DESCRIPTION OF THE TASK. Please quote only the lines that start at the one with "Where can you spot the camouflage sleeve?" and go on to the last line of the data, both ends kept.

Object location annotation data:
· · · · · · ·

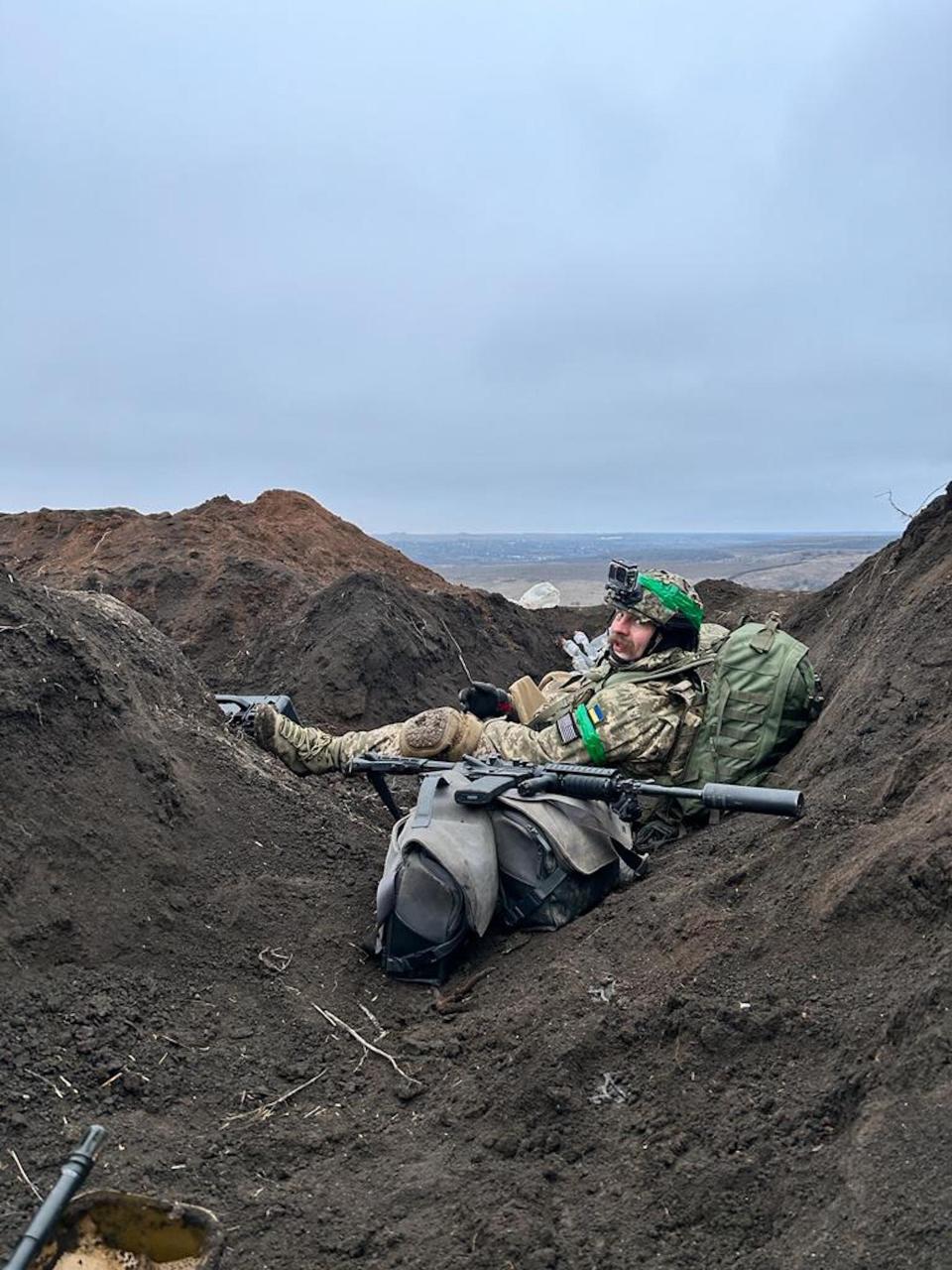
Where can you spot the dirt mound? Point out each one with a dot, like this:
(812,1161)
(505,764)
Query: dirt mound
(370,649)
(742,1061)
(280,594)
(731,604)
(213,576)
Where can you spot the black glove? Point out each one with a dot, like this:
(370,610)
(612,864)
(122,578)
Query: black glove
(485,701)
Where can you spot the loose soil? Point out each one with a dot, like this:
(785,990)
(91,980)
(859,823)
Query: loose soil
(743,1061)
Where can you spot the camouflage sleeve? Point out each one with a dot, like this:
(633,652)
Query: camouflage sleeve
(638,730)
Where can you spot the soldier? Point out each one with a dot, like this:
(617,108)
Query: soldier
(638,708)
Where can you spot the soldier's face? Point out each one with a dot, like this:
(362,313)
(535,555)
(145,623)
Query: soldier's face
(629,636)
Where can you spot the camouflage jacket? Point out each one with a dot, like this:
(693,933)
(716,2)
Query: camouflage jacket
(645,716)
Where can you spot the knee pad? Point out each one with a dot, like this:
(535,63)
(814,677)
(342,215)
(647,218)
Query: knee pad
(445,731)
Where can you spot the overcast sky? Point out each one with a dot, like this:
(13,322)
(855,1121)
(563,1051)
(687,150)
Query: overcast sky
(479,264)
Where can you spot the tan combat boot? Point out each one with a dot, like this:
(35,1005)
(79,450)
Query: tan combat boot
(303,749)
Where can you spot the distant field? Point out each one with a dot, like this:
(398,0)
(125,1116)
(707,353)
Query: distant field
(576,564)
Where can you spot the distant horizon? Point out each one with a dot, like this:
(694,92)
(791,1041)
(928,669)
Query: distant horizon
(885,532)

· · · · · · ·

EXPECTED ANSWER.
Where can you spot the camouflage sleeve? Point out each one with a dot, like this:
(633,652)
Query: camouflage sleeve
(638,730)
Where can you spot the soldier? Point out each one with a dot, like this:
(617,108)
Query: soldier
(638,708)
Where can you spot the soldier's face? Point out each one with a dot, like this:
(362,313)
(535,555)
(145,623)
Query: soldier's face
(629,636)
Where can you spot the camouflage jacket? Point out each one with a dot, like this:
(693,933)
(716,2)
Query: camouflage jacket
(645,716)
Where can you spot the knee pad? Point out each one with a dot, like this:
(535,63)
(814,677)
(342,215)
(647,218)
Query: knee pad
(445,731)
Where can you spot the overcast sky? Point out each one with a dot, like this:
(13,322)
(855,1121)
(563,1051)
(687,150)
Query: overcast sky
(479,264)
Where can you spot the tan combat boot? Point out each one with a dot, like this:
(35,1005)
(79,450)
Query: tan combat boot
(303,749)
Where can you spot the distant field? Point out each one with a dot, like this:
(398,0)
(125,1116)
(707,353)
Query: distant field
(576,564)
Where can you spot the distant horizon? Point out each one with a dot, like this:
(694,92)
(791,1041)
(928,669)
Query: distant horizon
(885,532)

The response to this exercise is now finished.